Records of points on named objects
====

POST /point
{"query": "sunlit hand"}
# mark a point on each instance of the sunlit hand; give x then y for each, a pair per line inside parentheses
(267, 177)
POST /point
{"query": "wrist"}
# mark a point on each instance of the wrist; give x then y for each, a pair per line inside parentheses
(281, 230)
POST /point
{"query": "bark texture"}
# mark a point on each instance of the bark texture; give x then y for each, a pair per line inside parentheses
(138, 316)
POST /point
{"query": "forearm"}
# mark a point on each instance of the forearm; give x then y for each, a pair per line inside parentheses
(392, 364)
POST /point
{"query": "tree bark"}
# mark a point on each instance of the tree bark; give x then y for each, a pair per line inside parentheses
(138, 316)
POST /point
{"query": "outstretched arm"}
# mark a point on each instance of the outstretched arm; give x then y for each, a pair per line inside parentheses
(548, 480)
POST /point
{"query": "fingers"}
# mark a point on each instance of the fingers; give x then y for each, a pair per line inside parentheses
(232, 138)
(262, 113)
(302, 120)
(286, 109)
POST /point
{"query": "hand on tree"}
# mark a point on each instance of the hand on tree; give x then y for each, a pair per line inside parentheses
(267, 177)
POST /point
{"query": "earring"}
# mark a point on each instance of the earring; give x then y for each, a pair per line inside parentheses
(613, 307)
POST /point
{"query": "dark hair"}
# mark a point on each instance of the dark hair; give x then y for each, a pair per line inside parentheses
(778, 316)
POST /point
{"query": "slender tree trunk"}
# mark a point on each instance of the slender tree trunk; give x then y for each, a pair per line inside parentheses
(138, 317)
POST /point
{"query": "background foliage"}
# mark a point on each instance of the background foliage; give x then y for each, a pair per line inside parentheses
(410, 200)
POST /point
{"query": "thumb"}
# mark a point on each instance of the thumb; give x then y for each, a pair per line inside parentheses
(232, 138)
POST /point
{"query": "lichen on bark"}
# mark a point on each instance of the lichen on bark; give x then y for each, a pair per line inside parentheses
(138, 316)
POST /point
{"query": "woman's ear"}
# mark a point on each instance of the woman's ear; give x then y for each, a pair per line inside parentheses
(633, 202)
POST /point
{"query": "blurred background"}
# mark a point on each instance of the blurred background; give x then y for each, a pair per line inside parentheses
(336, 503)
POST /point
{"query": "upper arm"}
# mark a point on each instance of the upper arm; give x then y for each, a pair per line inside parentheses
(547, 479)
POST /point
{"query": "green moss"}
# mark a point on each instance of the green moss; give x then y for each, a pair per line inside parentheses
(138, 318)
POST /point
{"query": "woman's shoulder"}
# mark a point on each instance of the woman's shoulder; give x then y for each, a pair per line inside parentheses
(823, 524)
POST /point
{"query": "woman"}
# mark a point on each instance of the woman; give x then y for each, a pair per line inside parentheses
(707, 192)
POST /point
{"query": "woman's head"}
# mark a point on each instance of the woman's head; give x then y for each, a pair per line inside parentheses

====

■ **Goal**: Gather every line of the material above that contains the word "sunlit" and copy each of those lines in full.

■ **Full solution**:
{"query": "sunlit hand"}
# mark a point on each instance of the sunlit hand; give x then y for each, a pair per line inside parentheses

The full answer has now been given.